>> BEGIN Excerpt provided

Why do I do it? It's hard to answer that, but I guess because I love teaching. But this certainly is not the best situation for the students and it certainly hints at an unsustainable and ineffective system.
00 -
The detailed comments above lay out the adjunct issues admirably. Most of us do continue to teach for little compensation because we love teaching.
We could be even better teachers for our students if we were given even just slightly more motivation by improving our situation, say an opportunity to purchase affordable health care, stipends for above-and-beyond participation in college-wide activities, or paid professional development opportunities. But of course all of that takes money and many states are in dire straits, such as CA where I teach.
Federal funding and support of community colleges should begin with improving the situation of the adjunct instructors.
00 -
Adjunct instructors, the new faculty majority, will get justice when they organize their labor.
00 -
I have been an adjunct instructor for three years. I am a single parent, yet I have traveled all over town, gone to more than one campus miles away from each other for different schools on the same day, I am not paid a living wage as I am limited in the number of classes I can teach at a college. I have no office, no phone number, no way to provide the office hours that my students should have with me, even the privacy to consult with them when they need me. I often work after hours with no support staff to help me when the copier,computer/technology breaks down, I walk a very long way in the dark to my car every night alone, I have no job security to speak of and student loan debt that is monumental because I have not been able to make payments on it in the last two years and the interest is just piling up, I live in a lousy neighborhood in the fourth largest city in the US, where I have to beg my landlord two or three times a year to let me pay half my rent this two weeks and then the other half the next paycheck because I have to wait so long to get paid after the semester starts. I am basically bankrupt only I cannot afford to file for bankruptcy, I am in desperate need of car repairs or a new car but would never qualify for a loan, never know if I am going to have a job next semester, cannot speak up or speak my mind in faculty meetings where I am unpaid for fear of losing my job, have applied to over one hundred full time jobs in the last three years and gotten two interviews, love teaching but I wake up every day angry and resentful that I am basically a temporary again, that I will spend at least four months out of the year unemployed because adjuncts typically have no summer employment and when there is the classes don't make in the summer and no affordable health insurance to speak of ($700 + per month just for me, not including my son), I went to school for seven years to become a temporary again. Thank you for marginalizing me and my participation in higher education, we are not represented in our workplaces and that is a travesty of exploitation, it is even worse that we are being ignored here.

>> END Excerpt provided

**Exercises to complete:**
A. Answer these questions about the comments on adjunct teaching:
(i) In which state does the commenter who proposes stipends and paid professional development teach?
(ii) How many years has the commenter who is a single parent been an adjunct instructor?
(iii) How many full-time jobs has that same commenter applied to in the last three years, and how many interviews resulted?
B. What comes next in the comments on adjunct teaching? Write the following part, starting after the last sentence shown.

>> BEGIN Data listing

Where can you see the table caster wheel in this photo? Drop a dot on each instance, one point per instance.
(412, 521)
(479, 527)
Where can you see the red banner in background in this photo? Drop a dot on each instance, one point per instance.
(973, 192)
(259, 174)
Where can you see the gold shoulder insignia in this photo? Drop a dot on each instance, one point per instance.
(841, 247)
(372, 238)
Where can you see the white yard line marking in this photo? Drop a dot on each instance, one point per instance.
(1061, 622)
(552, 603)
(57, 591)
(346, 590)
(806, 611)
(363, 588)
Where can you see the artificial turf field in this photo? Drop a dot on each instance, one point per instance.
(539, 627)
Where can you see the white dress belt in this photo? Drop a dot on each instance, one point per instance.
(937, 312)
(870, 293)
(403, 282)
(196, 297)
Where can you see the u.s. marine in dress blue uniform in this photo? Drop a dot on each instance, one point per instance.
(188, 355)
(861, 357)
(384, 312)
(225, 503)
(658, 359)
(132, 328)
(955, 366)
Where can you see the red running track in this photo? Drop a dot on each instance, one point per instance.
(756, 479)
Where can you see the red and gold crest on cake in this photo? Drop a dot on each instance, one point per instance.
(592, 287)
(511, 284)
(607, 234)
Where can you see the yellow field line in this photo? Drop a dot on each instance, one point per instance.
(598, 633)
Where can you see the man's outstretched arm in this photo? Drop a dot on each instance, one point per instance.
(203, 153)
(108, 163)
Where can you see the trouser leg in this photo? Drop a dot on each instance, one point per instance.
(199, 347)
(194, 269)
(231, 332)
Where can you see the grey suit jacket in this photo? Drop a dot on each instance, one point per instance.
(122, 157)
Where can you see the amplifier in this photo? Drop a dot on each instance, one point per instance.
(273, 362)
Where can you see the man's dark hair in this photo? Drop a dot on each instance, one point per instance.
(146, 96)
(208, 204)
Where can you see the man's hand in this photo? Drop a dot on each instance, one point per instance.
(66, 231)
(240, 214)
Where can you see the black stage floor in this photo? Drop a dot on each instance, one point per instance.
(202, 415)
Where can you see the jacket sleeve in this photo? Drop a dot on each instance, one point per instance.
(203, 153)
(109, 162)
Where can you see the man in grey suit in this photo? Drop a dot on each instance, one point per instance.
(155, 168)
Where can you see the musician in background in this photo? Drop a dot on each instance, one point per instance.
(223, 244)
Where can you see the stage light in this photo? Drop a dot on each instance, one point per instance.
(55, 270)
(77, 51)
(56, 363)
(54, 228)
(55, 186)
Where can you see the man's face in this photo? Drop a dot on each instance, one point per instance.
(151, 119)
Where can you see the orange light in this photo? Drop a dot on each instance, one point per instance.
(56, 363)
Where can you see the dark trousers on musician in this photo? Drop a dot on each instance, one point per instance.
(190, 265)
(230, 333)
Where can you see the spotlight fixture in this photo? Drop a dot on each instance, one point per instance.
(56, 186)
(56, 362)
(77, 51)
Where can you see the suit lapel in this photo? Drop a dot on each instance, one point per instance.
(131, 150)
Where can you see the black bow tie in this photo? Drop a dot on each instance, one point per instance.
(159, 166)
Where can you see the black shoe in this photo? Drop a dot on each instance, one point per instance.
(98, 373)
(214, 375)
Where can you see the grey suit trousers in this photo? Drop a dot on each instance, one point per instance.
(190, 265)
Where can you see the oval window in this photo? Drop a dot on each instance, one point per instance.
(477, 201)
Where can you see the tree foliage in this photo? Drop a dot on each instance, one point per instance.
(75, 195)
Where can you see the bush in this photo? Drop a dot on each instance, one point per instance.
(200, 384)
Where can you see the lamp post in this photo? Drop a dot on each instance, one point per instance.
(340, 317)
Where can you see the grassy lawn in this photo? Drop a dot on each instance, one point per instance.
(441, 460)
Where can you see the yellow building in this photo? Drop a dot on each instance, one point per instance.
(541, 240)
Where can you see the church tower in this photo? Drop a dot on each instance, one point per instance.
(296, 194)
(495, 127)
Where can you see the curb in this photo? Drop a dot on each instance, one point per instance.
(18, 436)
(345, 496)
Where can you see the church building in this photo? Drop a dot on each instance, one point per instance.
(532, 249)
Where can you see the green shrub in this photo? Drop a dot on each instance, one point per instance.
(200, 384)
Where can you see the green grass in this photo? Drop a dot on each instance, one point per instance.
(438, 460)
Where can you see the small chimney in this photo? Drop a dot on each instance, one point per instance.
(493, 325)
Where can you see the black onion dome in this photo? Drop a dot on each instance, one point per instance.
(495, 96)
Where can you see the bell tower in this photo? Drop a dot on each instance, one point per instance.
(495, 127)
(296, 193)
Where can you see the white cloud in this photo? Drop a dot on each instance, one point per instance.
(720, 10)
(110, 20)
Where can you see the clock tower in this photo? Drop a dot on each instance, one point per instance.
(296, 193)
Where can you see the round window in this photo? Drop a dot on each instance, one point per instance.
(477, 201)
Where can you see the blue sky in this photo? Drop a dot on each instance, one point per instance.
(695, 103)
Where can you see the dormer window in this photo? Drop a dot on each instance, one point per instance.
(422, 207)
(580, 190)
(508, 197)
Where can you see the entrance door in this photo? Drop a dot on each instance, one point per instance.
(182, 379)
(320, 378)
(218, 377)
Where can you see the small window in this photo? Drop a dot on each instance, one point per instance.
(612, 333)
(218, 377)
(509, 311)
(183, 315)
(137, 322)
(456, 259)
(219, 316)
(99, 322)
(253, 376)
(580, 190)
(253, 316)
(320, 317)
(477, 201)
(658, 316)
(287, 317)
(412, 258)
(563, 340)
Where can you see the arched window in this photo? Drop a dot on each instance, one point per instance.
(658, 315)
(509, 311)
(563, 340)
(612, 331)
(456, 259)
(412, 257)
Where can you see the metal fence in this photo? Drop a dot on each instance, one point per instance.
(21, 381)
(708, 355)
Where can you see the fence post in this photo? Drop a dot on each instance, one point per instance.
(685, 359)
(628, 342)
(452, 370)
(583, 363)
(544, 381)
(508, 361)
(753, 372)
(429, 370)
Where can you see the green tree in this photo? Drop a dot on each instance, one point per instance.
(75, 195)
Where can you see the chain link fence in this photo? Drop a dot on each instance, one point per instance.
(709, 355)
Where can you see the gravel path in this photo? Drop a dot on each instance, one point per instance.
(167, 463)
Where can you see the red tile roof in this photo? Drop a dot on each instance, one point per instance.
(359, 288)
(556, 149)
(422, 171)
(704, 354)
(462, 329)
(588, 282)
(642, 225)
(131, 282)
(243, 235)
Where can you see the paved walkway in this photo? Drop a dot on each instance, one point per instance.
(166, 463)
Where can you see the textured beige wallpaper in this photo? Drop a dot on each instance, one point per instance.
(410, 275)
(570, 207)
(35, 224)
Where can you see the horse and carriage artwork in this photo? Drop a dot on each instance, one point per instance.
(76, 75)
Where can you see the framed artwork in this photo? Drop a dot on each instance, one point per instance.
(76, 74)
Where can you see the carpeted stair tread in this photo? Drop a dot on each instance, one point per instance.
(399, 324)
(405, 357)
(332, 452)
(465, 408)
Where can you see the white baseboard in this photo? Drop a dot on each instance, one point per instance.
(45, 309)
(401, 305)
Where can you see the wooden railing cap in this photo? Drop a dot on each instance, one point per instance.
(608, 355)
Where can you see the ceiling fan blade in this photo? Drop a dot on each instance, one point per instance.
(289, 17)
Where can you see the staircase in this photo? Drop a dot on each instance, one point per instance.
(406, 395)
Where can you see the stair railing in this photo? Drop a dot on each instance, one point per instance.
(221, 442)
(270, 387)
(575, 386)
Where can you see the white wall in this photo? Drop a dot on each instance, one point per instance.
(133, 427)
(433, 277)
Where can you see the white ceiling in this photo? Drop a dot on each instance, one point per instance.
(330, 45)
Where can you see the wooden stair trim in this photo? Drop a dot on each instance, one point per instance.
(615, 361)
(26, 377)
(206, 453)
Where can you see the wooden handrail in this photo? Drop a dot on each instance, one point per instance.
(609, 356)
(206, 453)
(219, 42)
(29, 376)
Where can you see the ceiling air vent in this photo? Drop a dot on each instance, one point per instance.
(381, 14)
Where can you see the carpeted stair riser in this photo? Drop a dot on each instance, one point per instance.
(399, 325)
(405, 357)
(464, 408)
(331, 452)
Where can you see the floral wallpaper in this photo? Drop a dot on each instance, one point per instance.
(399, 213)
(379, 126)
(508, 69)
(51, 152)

>> END Data listing

**Responses by task:**
A.
(i) California (CA)
(ii) Three years
(iii) Over one hundred applications, with two interviews

B.
00 -
@dahnshaulis - it is illegal for adjuncts to organize in my state, and many others. We'd love to, really.
00 -
In what state is it "illegal" for adjuncts to organize? Under the 1st Amendment, the People have the right to freely associate. You may be barred from collective bargaining, but that's not all a union or association can do.
00 -
It is risky to say that adjuncts perform at a lower level than FT teachers, but the fact is that I am paid about 1/3rd of what FT faculty are at my institutions (3 of them). Hiring an adjunct with very specific skills to teach a very specific course makes sense, but most adjuncts are doing the same job as FT teachers (granted, no mandatory faculty meetings, but I try to attend these whenever I can just to know what's going on!). As far as organizing, I am hired on a semester to semester contact - I'm sure it would be easy to find a way to not offer me a contract if I became 'problematic'.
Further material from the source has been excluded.